▶ **Data section**:

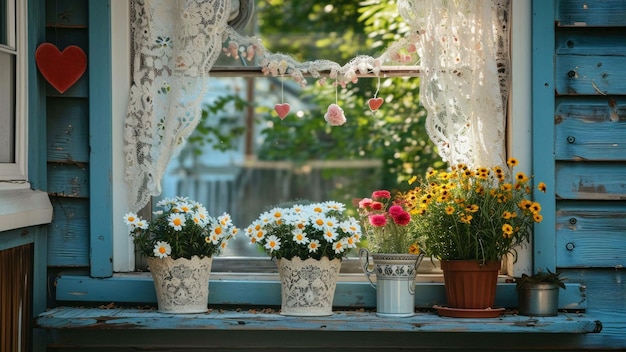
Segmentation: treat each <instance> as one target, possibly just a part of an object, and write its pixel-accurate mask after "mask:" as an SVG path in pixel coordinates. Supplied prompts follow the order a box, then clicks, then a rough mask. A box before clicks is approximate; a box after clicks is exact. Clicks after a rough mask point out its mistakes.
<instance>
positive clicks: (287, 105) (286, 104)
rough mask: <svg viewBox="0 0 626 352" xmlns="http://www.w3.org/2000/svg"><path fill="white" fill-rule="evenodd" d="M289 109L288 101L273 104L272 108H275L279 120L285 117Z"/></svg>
mask: <svg viewBox="0 0 626 352" xmlns="http://www.w3.org/2000/svg"><path fill="white" fill-rule="evenodd" d="M290 109H291V106H289V104H288V103H283V104H276V105H274V110H276V113H277V114H278V117H280V119H281V120H284V119H285V117H286V116H287V114H289V110H290Z"/></svg>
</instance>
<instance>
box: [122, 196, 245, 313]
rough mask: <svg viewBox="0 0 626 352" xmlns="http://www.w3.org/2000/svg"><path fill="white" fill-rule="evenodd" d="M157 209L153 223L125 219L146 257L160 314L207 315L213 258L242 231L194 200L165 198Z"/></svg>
mask: <svg viewBox="0 0 626 352" xmlns="http://www.w3.org/2000/svg"><path fill="white" fill-rule="evenodd" d="M156 206H157V207H160V208H162V209H161V210H158V211H155V212H154V218H153V220H152V221H146V220H143V219H142V218H141V217H139V216H137V214H135V213H128V214H126V215H124V220H125V222H126V224H128V226H129V228H130V235H131V236H132V238H133V241H134V243H135V245H136V246H137V247H138V249H139V251H140V252H141V254H142V255H143V256H145V257H146V258H147V262H148V267H149V269H150V273H151V274H152V278H153V280H154V285H155V289H156V294H157V301H158V306H159V311H160V312H164V313H202V312H206V311H207V307H208V297H209V276H210V273H211V264H212V259H213V256H215V255H217V254H219V253H220V251H221V250H223V249H224V248H225V247H226V244H227V243H228V240H230V239H231V238H233V237H235V235H236V234H237V232H238V229H237V227H235V226H234V225H233V223H232V220H231V218H230V215H229V214H227V213H224V214H222V215H220V216H218V217H217V218H215V217H211V216H209V214H208V211H207V210H206V208H205V207H204V206H203V205H202V204H200V203H198V202H196V201H193V200H190V199H189V198H183V197H176V198H166V199H163V200H161V201H159V202H158V203H157V204H156Z"/></svg>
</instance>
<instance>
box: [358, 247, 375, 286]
mask: <svg viewBox="0 0 626 352" xmlns="http://www.w3.org/2000/svg"><path fill="white" fill-rule="evenodd" d="M359 259H360V260H361V268H362V269H363V272H364V273H365V276H366V277H367V280H368V281H369V282H370V285H372V287H373V288H376V284H375V283H374V282H372V279H371V278H370V275H372V273H373V272H374V269H373V268H372V269H370V252H369V251H368V250H367V248H361V249H360V250H359Z"/></svg>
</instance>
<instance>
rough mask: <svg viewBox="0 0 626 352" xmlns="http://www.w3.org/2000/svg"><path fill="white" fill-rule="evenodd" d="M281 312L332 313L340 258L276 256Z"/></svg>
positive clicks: (306, 315)
mask: <svg viewBox="0 0 626 352" xmlns="http://www.w3.org/2000/svg"><path fill="white" fill-rule="evenodd" d="M277 263H278V273H279V275H280V286H281V295H282V302H281V309H280V314H282V315H294V316H324V315H332V314H333V312H332V308H333V298H334V296H335V288H336V287H337V277H338V276H339V269H340V268H341V260H340V259H333V260H329V259H328V258H327V257H323V258H322V259H321V260H317V259H312V258H308V259H306V260H302V259H300V258H298V257H296V258H293V259H291V260H289V259H279V260H278V261H277Z"/></svg>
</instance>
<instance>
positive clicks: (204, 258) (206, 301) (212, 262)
mask: <svg viewBox="0 0 626 352" xmlns="http://www.w3.org/2000/svg"><path fill="white" fill-rule="evenodd" d="M147 260H148V267H149V268H150V273H152V278H153V279H154V288H155V289H156V295H157V301H158V303H159V312H162V313H204V312H206V311H207V310H208V303H209V276H210V275H211V264H212V263H213V258H212V257H203V258H199V257H197V256H193V257H192V258H191V259H186V258H178V259H176V260H173V259H172V258H171V257H167V258H163V259H159V258H147Z"/></svg>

▶ **Exercise prompt**: Please retype the records above exactly, excluding every picture.

▶ **Result**:
Segmentation: treat each <instance> as one target, possibly just a part of an object, and write its pixel-accurate mask after "mask:" as an SVG path in pixel coordinates. Supplied prompts follow the order a box, then clicks, then a rough mask. A box before clicks is approximate; a box after clicks is exact. Clicks after a rough mask point out its mistakes.
<instance>
positive clicks: (287, 105) (286, 104)
rough mask: <svg viewBox="0 0 626 352" xmlns="http://www.w3.org/2000/svg"><path fill="white" fill-rule="evenodd" d="M289 109L288 101L273 104L272 108H275L279 120L285 117Z"/></svg>
mask: <svg viewBox="0 0 626 352" xmlns="http://www.w3.org/2000/svg"><path fill="white" fill-rule="evenodd" d="M290 109H291V106H289V104H288V103H283V104H276V105H274V110H276V113H277V114H278V117H280V119H281V120H284V119H285V117H286V116H287V114H289V110H290Z"/></svg>
</instance>
<instance>
box: [122, 196, 245, 313]
rough mask: <svg viewBox="0 0 626 352" xmlns="http://www.w3.org/2000/svg"><path fill="white" fill-rule="evenodd" d="M157 209L153 223L125 219L146 257L160 314L207 315L213 258L242 231L194 200L165 198Z"/></svg>
mask: <svg viewBox="0 0 626 352" xmlns="http://www.w3.org/2000/svg"><path fill="white" fill-rule="evenodd" d="M156 206H157V207H160V208H162V209H161V210H158V211H155V212H154V218H153V220H152V221H146V220H143V219H142V218H141V217H139V216H137V214H135V213H128V214H126V215H124V220H125V222H126V224H128V226H129V228H130V235H131V236H132V238H133V241H134V243H135V245H136V246H137V247H138V249H139V251H140V252H141V254H142V255H143V256H145V257H146V258H147V262H148V267H149V269H150V273H151V274H152V278H153V280H154V285H155V289H156V294H157V301H158V306H159V311H160V312H164V313H202V312H206V311H207V307H208V297H209V276H210V273H211V264H212V259H213V256H215V255H217V254H219V253H220V251H221V250H223V249H224V248H225V247H226V244H227V243H228V240H230V239H231V238H233V237H235V235H236V234H237V232H238V229H237V227H235V226H234V225H233V223H232V220H231V218H230V215H229V214H227V213H224V214H222V215H220V216H218V217H217V218H215V217H211V216H209V214H208V211H207V210H206V208H205V207H204V206H203V205H202V204H200V203H198V202H196V201H193V200H190V199H189V198H183V197H176V198H166V199H163V200H161V201H159V202H158V203H157V204H156Z"/></svg>
</instance>
<instance>
box: [358, 247, 375, 286]
mask: <svg viewBox="0 0 626 352" xmlns="http://www.w3.org/2000/svg"><path fill="white" fill-rule="evenodd" d="M359 259H360V260H361V268H362V269H363V272H364V273H365V276H366V277H367V280H368V281H369V282H370V285H372V287H373V288H376V284H375V283H374V282H372V279H371V278H370V275H372V273H373V272H374V269H373V268H372V269H370V252H369V251H368V250H367V248H361V249H360V250H359Z"/></svg>
</instance>
<instance>
rough mask: <svg viewBox="0 0 626 352" xmlns="http://www.w3.org/2000/svg"><path fill="white" fill-rule="evenodd" d="M281 312L332 313L340 258L276 256Z"/></svg>
positive clicks: (306, 315)
mask: <svg viewBox="0 0 626 352" xmlns="http://www.w3.org/2000/svg"><path fill="white" fill-rule="evenodd" d="M277 263H278V273H279V275H280V286H281V295H282V302H281V309H280V314H282V315H294V316H324V315H332V314H333V312H332V308H333V298H334V296H335V288H336V287H337V277H338V276H339V269H340V268H341V260H340V259H333V260H329V259H328V258H327V257H323V258H322V259H321V260H317V259H312V258H308V259H306V260H302V259H300V258H298V257H296V258H293V259H291V260H289V259H279V260H278V261H277Z"/></svg>
</instance>
<instance>
positive clicks: (204, 258) (206, 301) (212, 262)
mask: <svg viewBox="0 0 626 352" xmlns="http://www.w3.org/2000/svg"><path fill="white" fill-rule="evenodd" d="M147 260H148V267H149V268H150V273H152V278H153V279H154V288H155V289H156V295H157V301H158V303H159V312H162V313H204V312H206V311H207V310H208V303H209V276H210V275H211V264H212V263H213V258H212V257H203V258H199V257H197V256H193V257H192V258H191V259H186V258H178V259H176V260H173V259H172V258H171V257H167V258H163V259H159V258H147Z"/></svg>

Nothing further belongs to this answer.